* Instructions for the task *
Recast the part of the records that runs from the start through the line containing "x=784 y=231" as a JSON list of strings, one string per line, with blank lines omitted. Leave the pictures out of the answer.

(Data records)
:::
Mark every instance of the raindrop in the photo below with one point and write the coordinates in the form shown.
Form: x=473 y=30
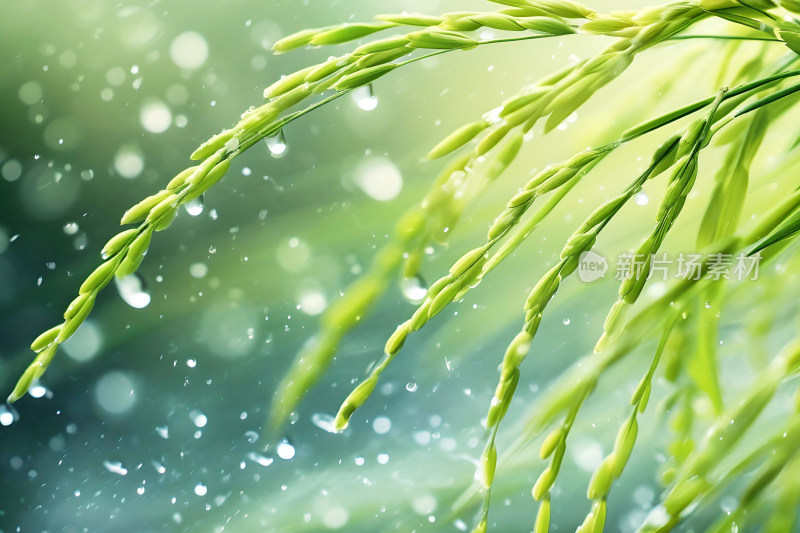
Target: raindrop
x=37 y=391
x=413 y=289
x=381 y=425
x=365 y=98
x=323 y=421
x=115 y=467
x=199 y=419
x=129 y=161
x=85 y=343
x=71 y=228
x=587 y=454
x=195 y=207
x=115 y=392
x=336 y=518
x=198 y=270
x=313 y=302
x=277 y=144
x=189 y=50
x=379 y=178
x=285 y=450
x=155 y=116
x=6 y=416
x=132 y=290
x=260 y=459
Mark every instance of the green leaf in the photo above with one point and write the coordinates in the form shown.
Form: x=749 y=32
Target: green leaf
x=784 y=231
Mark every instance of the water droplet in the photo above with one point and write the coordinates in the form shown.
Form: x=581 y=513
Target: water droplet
x=285 y=450
x=115 y=392
x=323 y=421
x=6 y=416
x=198 y=270
x=381 y=425
x=189 y=50
x=71 y=228
x=132 y=289
x=195 y=207
x=587 y=453
x=115 y=467
x=365 y=98
x=336 y=518
x=199 y=419
x=312 y=302
x=414 y=289
x=379 y=178
x=260 y=459
x=129 y=161
x=37 y=390
x=277 y=144
x=155 y=116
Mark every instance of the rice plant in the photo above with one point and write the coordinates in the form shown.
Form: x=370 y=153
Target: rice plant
x=754 y=46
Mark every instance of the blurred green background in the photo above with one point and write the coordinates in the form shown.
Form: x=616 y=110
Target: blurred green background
x=150 y=418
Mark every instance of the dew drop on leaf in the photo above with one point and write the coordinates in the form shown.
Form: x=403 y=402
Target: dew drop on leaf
x=413 y=289
x=132 y=289
x=365 y=98
x=195 y=207
x=277 y=144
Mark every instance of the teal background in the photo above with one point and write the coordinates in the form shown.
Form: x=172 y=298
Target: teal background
x=240 y=321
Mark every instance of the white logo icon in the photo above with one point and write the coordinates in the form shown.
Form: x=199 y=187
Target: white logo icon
x=592 y=266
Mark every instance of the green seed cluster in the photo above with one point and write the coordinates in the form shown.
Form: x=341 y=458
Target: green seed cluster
x=483 y=150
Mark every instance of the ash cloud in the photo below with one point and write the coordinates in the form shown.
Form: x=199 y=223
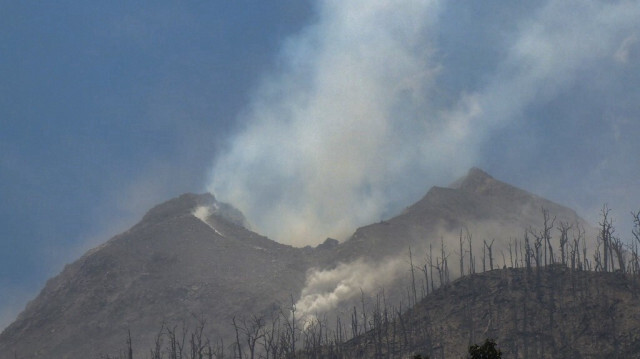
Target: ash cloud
x=326 y=289
x=355 y=123
x=344 y=126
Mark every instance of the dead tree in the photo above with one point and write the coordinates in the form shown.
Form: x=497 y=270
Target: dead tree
x=605 y=237
x=490 y=251
x=461 y=255
x=564 y=228
x=472 y=265
x=413 y=278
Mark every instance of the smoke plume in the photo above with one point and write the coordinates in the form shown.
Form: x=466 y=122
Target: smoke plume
x=364 y=112
x=326 y=289
x=343 y=126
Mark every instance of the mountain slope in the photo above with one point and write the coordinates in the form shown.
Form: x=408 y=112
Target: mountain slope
x=172 y=266
x=489 y=209
x=553 y=313
x=193 y=257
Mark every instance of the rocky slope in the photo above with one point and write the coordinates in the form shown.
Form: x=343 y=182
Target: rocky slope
x=171 y=267
x=553 y=313
x=193 y=257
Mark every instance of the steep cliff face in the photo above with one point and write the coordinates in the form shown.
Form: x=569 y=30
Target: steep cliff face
x=172 y=266
x=193 y=257
x=551 y=313
x=486 y=208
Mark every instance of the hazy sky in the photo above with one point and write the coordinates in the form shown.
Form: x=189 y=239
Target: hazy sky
x=312 y=117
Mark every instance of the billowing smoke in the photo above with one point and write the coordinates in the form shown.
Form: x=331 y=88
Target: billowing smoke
x=355 y=123
x=344 y=126
x=326 y=289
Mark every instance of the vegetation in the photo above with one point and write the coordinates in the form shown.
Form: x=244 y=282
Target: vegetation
x=487 y=350
x=377 y=329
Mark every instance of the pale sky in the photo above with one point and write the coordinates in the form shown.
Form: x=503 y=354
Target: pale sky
x=311 y=117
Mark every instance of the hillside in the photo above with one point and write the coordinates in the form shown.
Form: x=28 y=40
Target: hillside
x=194 y=258
x=551 y=313
x=171 y=267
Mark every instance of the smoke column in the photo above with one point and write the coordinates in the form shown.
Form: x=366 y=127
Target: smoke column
x=343 y=126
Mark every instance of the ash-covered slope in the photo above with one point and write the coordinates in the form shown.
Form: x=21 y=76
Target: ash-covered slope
x=171 y=266
x=551 y=313
x=478 y=203
x=194 y=257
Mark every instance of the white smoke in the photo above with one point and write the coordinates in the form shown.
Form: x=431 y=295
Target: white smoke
x=353 y=126
x=344 y=126
x=326 y=289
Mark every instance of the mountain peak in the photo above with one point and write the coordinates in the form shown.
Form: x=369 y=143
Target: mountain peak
x=476 y=181
x=179 y=205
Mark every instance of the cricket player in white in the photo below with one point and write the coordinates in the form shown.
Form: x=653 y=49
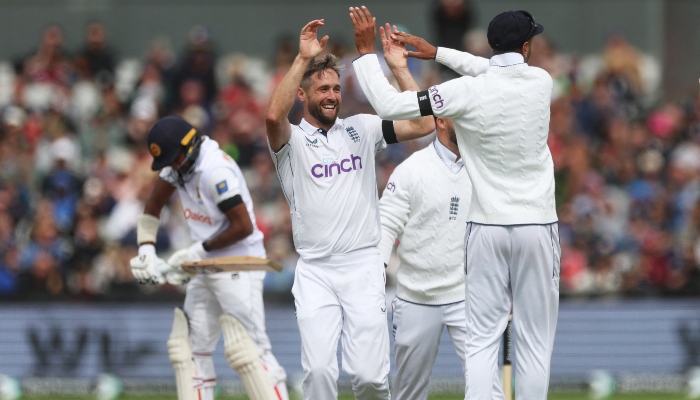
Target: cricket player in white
x=424 y=206
x=219 y=211
x=327 y=170
x=512 y=248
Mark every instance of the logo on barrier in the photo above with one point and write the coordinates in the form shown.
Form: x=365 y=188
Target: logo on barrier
x=61 y=351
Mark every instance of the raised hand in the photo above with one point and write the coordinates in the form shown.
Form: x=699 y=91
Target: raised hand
x=394 y=52
x=309 y=45
x=424 y=50
x=365 y=29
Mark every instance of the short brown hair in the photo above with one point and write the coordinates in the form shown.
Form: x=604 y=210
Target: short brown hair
x=329 y=61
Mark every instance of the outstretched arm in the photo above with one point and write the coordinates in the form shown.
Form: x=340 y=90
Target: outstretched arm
x=394 y=54
x=279 y=130
x=461 y=62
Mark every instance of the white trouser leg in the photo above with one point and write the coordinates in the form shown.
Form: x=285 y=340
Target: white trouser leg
x=319 y=318
x=417 y=329
x=359 y=284
x=203 y=311
x=453 y=316
x=240 y=295
x=487 y=306
x=535 y=281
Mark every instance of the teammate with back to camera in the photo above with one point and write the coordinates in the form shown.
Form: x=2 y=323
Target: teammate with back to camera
x=327 y=171
x=219 y=211
x=501 y=117
x=425 y=206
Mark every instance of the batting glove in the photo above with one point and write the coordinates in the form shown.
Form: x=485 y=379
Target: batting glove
x=193 y=253
x=144 y=267
x=177 y=278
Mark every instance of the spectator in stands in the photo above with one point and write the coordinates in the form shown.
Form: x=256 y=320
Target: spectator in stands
x=99 y=55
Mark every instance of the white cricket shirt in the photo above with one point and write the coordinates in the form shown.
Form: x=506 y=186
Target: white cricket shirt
x=425 y=206
x=330 y=184
x=502 y=122
x=216 y=177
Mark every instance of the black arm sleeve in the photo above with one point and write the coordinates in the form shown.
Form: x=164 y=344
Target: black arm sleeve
x=389 y=132
x=424 y=104
x=230 y=203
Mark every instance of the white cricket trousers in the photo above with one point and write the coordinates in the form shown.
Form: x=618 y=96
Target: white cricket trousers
x=237 y=294
x=342 y=297
x=417 y=330
x=503 y=263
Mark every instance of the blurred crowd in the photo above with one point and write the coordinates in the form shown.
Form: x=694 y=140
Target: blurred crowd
x=75 y=170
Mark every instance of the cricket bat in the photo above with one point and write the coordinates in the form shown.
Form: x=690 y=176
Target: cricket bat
x=508 y=360
x=231 y=264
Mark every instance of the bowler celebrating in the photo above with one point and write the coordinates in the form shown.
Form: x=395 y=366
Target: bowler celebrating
x=327 y=170
x=512 y=242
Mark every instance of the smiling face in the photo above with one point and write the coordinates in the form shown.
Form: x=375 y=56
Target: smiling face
x=322 y=99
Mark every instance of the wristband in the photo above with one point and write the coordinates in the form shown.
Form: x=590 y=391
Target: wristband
x=145 y=249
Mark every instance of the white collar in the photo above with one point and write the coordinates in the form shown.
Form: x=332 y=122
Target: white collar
x=506 y=59
x=448 y=157
x=311 y=130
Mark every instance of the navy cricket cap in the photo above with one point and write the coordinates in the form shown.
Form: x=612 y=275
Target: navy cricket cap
x=166 y=140
x=510 y=29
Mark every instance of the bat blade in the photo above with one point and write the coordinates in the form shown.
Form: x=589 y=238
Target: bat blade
x=231 y=264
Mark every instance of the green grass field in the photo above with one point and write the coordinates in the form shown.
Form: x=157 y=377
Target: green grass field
x=568 y=396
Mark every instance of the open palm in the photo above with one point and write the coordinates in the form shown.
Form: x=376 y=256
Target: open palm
x=394 y=51
x=309 y=45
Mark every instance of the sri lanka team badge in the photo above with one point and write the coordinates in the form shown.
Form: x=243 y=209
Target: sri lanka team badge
x=221 y=187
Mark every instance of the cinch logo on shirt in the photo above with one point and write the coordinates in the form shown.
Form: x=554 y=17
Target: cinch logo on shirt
x=353 y=134
x=195 y=216
x=346 y=165
x=311 y=143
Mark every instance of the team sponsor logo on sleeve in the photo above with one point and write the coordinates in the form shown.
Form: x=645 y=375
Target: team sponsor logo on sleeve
x=353 y=134
x=195 y=216
x=454 y=208
x=437 y=99
x=221 y=187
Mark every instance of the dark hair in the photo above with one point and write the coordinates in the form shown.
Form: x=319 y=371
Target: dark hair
x=329 y=61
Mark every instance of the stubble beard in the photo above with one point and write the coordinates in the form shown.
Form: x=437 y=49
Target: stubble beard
x=316 y=111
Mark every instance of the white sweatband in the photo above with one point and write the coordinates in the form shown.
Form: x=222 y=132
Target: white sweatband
x=146 y=228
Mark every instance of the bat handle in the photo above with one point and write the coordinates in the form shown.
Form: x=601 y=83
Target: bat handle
x=163 y=267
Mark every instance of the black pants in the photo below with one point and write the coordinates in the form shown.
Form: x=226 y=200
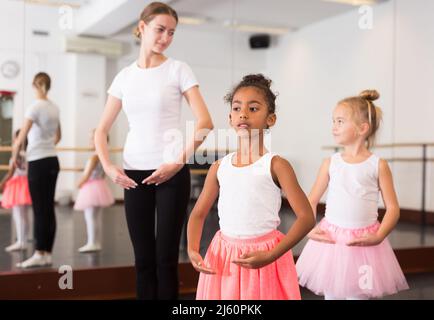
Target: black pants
x=42 y=184
x=156 y=254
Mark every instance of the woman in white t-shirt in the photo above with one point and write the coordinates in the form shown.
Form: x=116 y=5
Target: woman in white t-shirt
x=42 y=129
x=154 y=174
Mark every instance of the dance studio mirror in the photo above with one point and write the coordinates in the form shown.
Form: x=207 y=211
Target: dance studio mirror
x=316 y=53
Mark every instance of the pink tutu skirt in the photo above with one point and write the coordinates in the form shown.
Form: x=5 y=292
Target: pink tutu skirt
x=94 y=193
x=16 y=192
x=275 y=281
x=342 y=271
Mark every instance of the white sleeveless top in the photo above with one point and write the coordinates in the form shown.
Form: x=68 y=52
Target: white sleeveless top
x=249 y=200
x=352 y=199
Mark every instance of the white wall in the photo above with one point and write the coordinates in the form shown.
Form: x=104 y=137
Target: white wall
x=78 y=81
x=325 y=62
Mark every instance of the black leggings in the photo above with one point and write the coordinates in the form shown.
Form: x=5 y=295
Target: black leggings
x=156 y=254
x=42 y=184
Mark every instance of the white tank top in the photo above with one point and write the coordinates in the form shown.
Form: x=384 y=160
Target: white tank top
x=249 y=200
x=352 y=199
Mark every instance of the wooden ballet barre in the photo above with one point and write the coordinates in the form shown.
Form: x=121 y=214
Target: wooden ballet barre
x=72 y=169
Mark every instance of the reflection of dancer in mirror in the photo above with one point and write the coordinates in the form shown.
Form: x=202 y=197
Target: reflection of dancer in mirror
x=16 y=196
x=249 y=258
x=93 y=196
x=42 y=129
x=154 y=174
x=348 y=255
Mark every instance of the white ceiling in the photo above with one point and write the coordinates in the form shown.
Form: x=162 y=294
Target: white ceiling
x=293 y=14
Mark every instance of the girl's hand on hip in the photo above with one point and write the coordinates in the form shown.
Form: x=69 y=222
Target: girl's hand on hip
x=198 y=263
x=119 y=177
x=320 y=235
x=254 y=260
x=163 y=173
:::
* Worked answer *
[
  "Mark every instance of the raindrop in the photo below with one point and write the coordinates in the form shown.",
  "Form: x=473 y=30",
  "Target: raindrop",
  "x=37 y=391",
  "x=413 y=289",
  "x=381 y=425",
  "x=365 y=98",
  "x=323 y=421",
  "x=115 y=467",
  "x=199 y=419",
  "x=129 y=161",
  "x=85 y=343",
  "x=71 y=228",
  "x=587 y=454",
  "x=195 y=207",
  "x=115 y=392",
  "x=336 y=518",
  "x=198 y=270",
  "x=313 y=302",
  "x=277 y=144",
  "x=189 y=50",
  "x=379 y=178",
  "x=285 y=450",
  "x=155 y=116",
  "x=6 y=416",
  "x=132 y=290",
  "x=260 y=459",
  "Mark every instance of the green leaf in the photo above with one point and write the coordinates in the form shown.",
  "Form: x=749 y=32",
  "Target: green leaf",
  "x=784 y=231"
]